*** EXTRACTED ENTRIES

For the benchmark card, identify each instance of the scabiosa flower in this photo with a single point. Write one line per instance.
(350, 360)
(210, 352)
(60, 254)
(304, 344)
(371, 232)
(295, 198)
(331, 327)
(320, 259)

******

◆ **GIVEN EXERCISE**
Extract each line of the listing that contains the string "Write". Matching is case-sensitive.

◆ **FINAL RESULT**
For the benchmark card, identify each instance of the scabiosa flower in this photo with a single point. Write one line per instance.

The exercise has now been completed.